TUGAS
Tolong sebutkan jumlah baris dalam data di bawah yang memuat kata "seat", cukup dengan angkanya saja.
══════════
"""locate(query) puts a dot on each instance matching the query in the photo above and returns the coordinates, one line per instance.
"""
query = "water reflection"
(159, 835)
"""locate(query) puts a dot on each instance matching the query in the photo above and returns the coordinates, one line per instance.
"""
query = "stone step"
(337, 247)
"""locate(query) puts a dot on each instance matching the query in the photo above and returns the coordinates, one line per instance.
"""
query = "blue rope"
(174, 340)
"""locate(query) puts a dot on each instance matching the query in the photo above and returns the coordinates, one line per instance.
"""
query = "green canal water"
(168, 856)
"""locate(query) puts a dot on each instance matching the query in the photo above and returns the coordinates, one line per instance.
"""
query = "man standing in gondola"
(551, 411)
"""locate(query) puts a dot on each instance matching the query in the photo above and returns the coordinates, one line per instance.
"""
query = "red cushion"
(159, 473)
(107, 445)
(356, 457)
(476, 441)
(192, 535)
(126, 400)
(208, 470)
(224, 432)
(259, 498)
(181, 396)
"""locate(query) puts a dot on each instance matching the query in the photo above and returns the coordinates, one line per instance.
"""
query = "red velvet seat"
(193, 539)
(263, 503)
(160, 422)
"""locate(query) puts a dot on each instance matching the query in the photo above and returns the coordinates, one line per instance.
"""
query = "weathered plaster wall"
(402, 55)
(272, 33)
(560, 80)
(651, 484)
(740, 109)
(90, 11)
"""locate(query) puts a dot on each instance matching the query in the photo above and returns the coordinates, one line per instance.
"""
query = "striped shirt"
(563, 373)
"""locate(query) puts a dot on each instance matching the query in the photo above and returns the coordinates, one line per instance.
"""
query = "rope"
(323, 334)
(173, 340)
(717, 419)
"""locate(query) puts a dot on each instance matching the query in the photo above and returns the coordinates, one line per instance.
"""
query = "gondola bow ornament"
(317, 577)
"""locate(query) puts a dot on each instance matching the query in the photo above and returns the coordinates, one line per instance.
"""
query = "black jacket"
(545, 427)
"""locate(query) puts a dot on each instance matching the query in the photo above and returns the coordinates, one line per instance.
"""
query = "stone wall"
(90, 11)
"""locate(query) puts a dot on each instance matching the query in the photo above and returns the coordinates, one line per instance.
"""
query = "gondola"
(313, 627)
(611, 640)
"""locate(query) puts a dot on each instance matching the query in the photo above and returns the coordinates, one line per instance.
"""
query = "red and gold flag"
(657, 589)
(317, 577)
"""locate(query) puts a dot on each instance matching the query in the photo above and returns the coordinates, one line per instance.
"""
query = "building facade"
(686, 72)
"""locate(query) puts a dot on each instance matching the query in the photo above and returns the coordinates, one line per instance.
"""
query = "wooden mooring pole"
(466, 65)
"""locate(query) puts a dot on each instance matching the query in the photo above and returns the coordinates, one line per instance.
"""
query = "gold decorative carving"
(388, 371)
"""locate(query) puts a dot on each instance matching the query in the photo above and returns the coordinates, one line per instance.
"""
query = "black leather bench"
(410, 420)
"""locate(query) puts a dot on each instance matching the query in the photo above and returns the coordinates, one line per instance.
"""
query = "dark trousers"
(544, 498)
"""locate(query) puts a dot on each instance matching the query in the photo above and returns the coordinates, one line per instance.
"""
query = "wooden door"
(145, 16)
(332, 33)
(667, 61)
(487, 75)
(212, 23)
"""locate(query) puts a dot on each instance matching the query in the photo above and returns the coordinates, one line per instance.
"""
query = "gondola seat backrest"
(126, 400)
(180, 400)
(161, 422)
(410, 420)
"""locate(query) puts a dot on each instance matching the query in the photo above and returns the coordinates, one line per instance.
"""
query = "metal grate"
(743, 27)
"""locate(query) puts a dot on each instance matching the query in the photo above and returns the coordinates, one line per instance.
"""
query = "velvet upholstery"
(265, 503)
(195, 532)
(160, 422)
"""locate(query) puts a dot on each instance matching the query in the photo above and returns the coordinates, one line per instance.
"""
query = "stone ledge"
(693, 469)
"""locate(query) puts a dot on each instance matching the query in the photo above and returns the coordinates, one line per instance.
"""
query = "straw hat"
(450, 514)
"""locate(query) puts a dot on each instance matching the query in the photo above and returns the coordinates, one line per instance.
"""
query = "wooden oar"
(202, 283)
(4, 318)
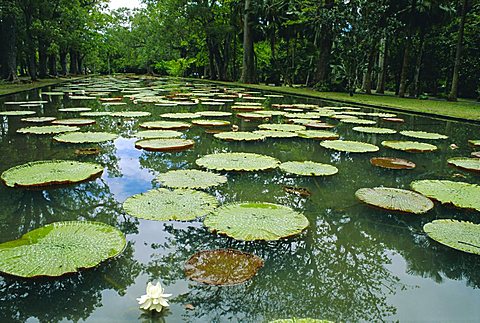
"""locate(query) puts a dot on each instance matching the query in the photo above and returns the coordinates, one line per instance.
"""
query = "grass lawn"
(463, 109)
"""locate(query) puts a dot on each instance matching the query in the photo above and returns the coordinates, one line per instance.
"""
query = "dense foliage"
(412, 47)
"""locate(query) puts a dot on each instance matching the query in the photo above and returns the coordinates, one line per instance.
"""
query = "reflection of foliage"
(71, 297)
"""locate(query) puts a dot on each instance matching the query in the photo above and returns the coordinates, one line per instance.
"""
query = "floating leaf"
(460, 235)
(164, 144)
(349, 146)
(239, 136)
(60, 248)
(410, 146)
(256, 221)
(423, 135)
(190, 178)
(308, 168)
(165, 125)
(237, 162)
(46, 130)
(282, 127)
(222, 267)
(317, 134)
(395, 199)
(383, 131)
(85, 137)
(50, 172)
(164, 205)
(392, 163)
(460, 194)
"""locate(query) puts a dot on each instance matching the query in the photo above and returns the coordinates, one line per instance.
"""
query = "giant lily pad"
(237, 162)
(409, 146)
(239, 136)
(46, 130)
(85, 137)
(349, 146)
(222, 267)
(164, 144)
(472, 164)
(392, 163)
(460, 235)
(308, 168)
(59, 248)
(50, 172)
(164, 205)
(395, 199)
(423, 135)
(190, 178)
(256, 221)
(281, 127)
(460, 194)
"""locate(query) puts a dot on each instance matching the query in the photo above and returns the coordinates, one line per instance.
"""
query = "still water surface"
(354, 263)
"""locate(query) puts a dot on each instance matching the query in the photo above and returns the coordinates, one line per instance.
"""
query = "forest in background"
(415, 48)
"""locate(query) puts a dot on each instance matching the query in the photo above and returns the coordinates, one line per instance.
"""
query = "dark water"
(354, 263)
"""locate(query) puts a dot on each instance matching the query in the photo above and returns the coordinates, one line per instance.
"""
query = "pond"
(353, 263)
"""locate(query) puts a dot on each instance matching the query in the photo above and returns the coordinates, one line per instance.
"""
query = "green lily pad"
(38, 119)
(308, 168)
(383, 131)
(423, 135)
(409, 146)
(165, 205)
(222, 267)
(74, 122)
(85, 137)
(59, 248)
(237, 162)
(317, 134)
(239, 136)
(13, 113)
(392, 163)
(165, 125)
(459, 235)
(472, 164)
(164, 144)
(276, 134)
(50, 172)
(460, 194)
(131, 114)
(349, 146)
(282, 127)
(395, 199)
(190, 178)
(148, 134)
(46, 130)
(256, 221)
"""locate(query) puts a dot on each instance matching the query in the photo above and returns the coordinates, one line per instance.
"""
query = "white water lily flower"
(155, 299)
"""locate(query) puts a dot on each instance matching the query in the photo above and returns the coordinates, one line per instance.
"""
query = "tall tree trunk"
(382, 64)
(458, 54)
(248, 68)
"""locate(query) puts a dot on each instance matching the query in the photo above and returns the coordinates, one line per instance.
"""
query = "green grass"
(463, 109)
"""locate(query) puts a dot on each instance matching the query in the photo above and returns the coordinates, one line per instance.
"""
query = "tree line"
(412, 47)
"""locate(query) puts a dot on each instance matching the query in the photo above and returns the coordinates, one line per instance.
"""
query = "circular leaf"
(222, 267)
(395, 199)
(60, 248)
(308, 168)
(50, 172)
(256, 221)
(460, 235)
(164, 205)
(349, 146)
(237, 162)
(190, 178)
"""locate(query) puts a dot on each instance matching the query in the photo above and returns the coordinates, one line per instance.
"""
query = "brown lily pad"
══════════
JAWABAN LATIHAN
2